> [CHALLENGE 1] Update the records from the line containing "Provide the outline of every instance of the rock face" through the end of the records, changing "Logged" to "Recorded" and leaving everything else as it is.

> [SELECTED EXCERPT]
□ □ □ □ □ □ □
Dust-covered regions mainly encompass the Ash and Ma’at regions although variable and isolated patches of dust are observed in other regions as well such as Seth and Babi on the body lobe, and Anuket and Maftet on the head lobe. The boundaries of Ash and Ma’at are usually gradational as the dusty coating gradually thins out, which is strongly suggestive of an airfall-like mechanism for the deposition of the dust, most probably linked to surface activity. In many locations in these regions, outcrops of underlying materials are exposed, which morphologically resemble strongly consolidated materials in the case of Ma’at and brittle materials in the case of Ash.

Finally, the surface of the comet currently displays three large irregularly-shaped depressions: Hatmehit and Nut on the head lobe, and Aten on the body lobe. Their interiors are mostly filled with mass-wasting or talus-like deposits, yet generally lack dusty covers. This trend is particularly noticeable in Aten, which is surrounded by dust-covered terrains. The three depressions display sizes, shapes, and depth-to-diameter ratios that are difficult to reconcile with an impact hypothesis and may represent locations of massive outbursts of activity or other endogenic processes.
□ □ □ □ □ □ □
> [CHALLENGE 2]
Answer these questions from the comet surface excerpt.
(a) Which two regions do the dust-covered regions mainly encompass?
(b) Which of the three large depressions lies on the body lobe?
(c) In Ash, what do the exposed outcrops of underlying materials morphologically resemble?

Labeled region records:
□ □ □ □ □ □ □
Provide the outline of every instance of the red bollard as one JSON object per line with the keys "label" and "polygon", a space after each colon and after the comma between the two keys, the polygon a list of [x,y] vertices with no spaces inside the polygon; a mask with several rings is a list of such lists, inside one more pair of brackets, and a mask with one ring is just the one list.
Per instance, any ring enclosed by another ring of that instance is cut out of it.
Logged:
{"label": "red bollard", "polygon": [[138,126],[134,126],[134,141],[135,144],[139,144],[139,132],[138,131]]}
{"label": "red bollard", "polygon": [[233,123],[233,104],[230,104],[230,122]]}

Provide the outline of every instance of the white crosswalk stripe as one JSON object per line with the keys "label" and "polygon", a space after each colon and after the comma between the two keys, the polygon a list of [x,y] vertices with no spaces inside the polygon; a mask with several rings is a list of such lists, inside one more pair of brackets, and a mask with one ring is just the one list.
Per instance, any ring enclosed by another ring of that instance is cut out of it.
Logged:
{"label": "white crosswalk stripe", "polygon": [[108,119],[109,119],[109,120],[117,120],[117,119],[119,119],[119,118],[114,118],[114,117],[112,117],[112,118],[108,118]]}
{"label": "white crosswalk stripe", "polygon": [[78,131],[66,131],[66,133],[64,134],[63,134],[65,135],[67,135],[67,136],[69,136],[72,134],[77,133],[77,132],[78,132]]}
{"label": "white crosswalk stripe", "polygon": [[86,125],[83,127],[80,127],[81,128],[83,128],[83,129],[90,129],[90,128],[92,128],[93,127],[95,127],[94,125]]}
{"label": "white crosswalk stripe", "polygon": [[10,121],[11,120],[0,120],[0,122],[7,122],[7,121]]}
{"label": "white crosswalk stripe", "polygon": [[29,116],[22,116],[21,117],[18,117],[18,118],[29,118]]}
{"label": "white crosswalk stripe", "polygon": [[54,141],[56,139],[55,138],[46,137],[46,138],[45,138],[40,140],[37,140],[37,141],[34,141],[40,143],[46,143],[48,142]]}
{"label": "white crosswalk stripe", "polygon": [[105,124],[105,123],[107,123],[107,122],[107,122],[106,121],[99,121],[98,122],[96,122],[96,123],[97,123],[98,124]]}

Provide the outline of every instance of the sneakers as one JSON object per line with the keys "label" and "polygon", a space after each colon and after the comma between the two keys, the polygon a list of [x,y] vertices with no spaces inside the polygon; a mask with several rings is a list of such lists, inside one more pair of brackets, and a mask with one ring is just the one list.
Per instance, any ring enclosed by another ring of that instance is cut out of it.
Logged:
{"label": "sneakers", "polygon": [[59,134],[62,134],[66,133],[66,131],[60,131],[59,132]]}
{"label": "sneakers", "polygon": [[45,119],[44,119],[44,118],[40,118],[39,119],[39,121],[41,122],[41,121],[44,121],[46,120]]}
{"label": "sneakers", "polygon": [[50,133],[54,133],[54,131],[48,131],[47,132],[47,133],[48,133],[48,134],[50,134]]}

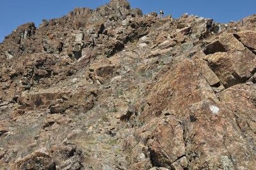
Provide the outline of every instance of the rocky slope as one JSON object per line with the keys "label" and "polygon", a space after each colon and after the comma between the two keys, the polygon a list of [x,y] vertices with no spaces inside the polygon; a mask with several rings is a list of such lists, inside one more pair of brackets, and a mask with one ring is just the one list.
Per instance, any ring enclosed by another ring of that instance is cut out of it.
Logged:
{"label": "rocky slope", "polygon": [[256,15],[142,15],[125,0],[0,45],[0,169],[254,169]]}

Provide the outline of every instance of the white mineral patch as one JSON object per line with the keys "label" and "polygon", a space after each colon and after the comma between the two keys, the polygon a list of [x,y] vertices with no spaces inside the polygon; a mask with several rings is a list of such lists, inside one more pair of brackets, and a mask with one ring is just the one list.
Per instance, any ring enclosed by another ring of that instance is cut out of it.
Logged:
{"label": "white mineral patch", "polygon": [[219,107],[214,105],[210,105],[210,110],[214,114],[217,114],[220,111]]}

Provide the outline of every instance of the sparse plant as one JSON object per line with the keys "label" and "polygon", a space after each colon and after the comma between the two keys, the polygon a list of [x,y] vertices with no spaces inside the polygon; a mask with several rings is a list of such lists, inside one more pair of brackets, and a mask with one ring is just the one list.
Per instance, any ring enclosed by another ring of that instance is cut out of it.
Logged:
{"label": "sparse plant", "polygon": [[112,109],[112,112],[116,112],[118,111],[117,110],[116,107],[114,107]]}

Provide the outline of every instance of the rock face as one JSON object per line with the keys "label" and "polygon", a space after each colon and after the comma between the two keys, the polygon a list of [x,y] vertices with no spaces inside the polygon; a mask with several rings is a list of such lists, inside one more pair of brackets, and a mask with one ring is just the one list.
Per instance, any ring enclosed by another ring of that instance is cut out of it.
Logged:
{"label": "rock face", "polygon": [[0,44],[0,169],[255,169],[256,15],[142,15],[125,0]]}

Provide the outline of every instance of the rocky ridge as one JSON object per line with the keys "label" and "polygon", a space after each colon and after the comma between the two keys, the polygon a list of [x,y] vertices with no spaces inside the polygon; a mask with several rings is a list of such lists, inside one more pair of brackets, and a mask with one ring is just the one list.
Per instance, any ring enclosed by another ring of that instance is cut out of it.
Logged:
□ □ □ □ □ □ □
> [EXERCISE OUTPUT 1]
Provide the outline of every instance of the rock face as one JSON object per line with the keys "label" and "polygon", a space after each colon and after the comma between the two keys, the polygon a list of [x,y] vertices with no spaces inside the polygon; a mask with several rings is a list of such lists, inside one more pair of brackets, and a mask with one ring is just the one list.
Per instance, any ring enclosed by another ring of that instance is cut out of it.
Recorded:
{"label": "rock face", "polygon": [[0,44],[0,169],[255,169],[256,15],[142,15],[125,0]]}

Provide the outline of every instance of the rocky ridge as one JSON object per line with the keys "label" and "polygon", a space after each colon and after the comma between the two keys, the polygon a list of [x,y] vertices with no spaces inside the polygon; a mask with several rings is a list of such lists, inside one more pair of brackets, and a mask with one ring is just the one list.
Per instance, any ring enclosed by another ring of that instance is cut out of it.
Recorded:

> [EXERCISE OUTPUT 2]
(a) Ash and Ma’at
(b) Aten
(c) Brittle materials